Quote all of the data below exactly, please.
--- begin ---
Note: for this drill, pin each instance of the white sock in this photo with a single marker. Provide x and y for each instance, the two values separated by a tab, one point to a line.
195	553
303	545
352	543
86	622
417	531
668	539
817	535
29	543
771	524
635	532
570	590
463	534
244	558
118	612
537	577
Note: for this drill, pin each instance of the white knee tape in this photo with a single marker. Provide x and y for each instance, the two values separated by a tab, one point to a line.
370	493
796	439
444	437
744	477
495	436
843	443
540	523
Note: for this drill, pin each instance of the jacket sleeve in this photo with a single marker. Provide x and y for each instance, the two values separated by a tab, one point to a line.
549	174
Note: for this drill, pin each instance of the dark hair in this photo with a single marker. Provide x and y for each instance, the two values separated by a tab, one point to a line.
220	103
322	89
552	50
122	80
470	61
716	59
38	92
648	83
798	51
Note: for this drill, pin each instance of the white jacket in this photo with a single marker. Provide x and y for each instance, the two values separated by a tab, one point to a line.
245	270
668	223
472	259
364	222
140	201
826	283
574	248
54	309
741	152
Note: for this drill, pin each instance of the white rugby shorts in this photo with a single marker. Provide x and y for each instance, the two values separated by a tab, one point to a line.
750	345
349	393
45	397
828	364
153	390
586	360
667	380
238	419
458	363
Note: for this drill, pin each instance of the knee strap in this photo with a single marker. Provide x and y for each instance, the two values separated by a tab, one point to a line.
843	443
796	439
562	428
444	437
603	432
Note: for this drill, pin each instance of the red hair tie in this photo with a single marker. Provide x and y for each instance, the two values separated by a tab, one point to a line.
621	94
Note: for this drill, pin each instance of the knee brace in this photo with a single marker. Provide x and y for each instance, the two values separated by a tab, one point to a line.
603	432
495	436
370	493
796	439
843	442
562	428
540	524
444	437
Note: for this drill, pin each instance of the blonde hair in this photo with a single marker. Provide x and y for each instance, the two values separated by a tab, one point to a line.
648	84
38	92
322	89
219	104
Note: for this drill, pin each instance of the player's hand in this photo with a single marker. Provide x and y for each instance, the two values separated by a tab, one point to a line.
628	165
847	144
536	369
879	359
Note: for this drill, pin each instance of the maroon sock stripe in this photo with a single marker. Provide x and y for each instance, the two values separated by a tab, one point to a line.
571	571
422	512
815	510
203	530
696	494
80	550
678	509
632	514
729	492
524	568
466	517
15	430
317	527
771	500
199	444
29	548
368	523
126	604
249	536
--- end ---
Exercise output =>
Note: for this drill, pin each instance of the white sock in this photo with a single marker. Provide x and y for each instance, the two values separated by a tab, one point to a line.
195	553
303	545
352	543
86	622
417	531
668	539
817	535
29	543
771	524
635	532
570	590
463	534
244	558
118	612
537	577
Note: for this drill, pin each instance of the white knee tape in this photo with a single marker. Provide x and y for each instance, the two values separated by a tab, one point to a line.
370	493
796	439
444	437
744	477
495	436
843	443
540	523
Note: for this drill, pin each instance of the jacket sleeve in this photo with a single marker. Provide x and y for each instance, the two values separated by a tab, one point to a line.
549	174
Note: for this drill, pin each instance of the dark hair in this photo with a single marker. Provide x and y for each instance, the two values separated by a tab, one point to a line.
220	103
322	89
552	50
122	80
470	61
716	59
38	92
648	83
798	51
Note: for this drill, pin each instance of the white jacket in this photo with a single marker. Provide x and y for each instance, the two values separated by a tab, one point to a line.
245	270
668	223
472	259
364	222
140	201
826	283
574	248
54	309
741	152
Note: for this drill, pin each instance of the white rugby shorts in this photo with a single marker. Provide x and y for each instance, the two values separated by a tab, one point to a line.
750	345
349	393
45	397
828	364
153	390
586	360
667	380
238	419
458	363
Note: for this drill, pin each instance of the knee strap in this photo with a single marker. Provide x and y for each instance, the two values separated by a tab, one point to a line.
843	443
796	439
562	428
444	437
603	432
Note: for this drill, pin each instance of the red hair tie in this photo with a single marker. Provide x and y for each instance, the two values separated by a tab, one point to a line.
621	94
Note: for this drill, pin each instance of the knee brace in this photo with a single marker. Provide x and y for each instance, the two values separated by a tab, one point to a line.
603	432
495	436
370	493
796	439
843	442
562	428
540	524
444	437
Note: for this drill, pin each instance of the blonde hair in this photo with a single marker. Provide x and y for each instance, the two values separated by a tab, one point to a line.
648	84
38	92
322	89
219	104
Note: for this drill, pin each instance of the player's hand in this photo with a single marker. Provide x and y for each instance, the two values separated by a tab, one point to a line.
628	165
847	144
536	369
879	359
Note: for this drill, pin each instance of the maroon sock stripe in this photo with a single marker. Provide x and y for each instance, the two values separated by a tab, one point to a line.
571	571
422	512
815	510
203	530
696	494
80	550
678	509
632	514
729	492
524	568
466	517
15	430
317	527
771	500
199	444
29	548
368	523
126	604
249	536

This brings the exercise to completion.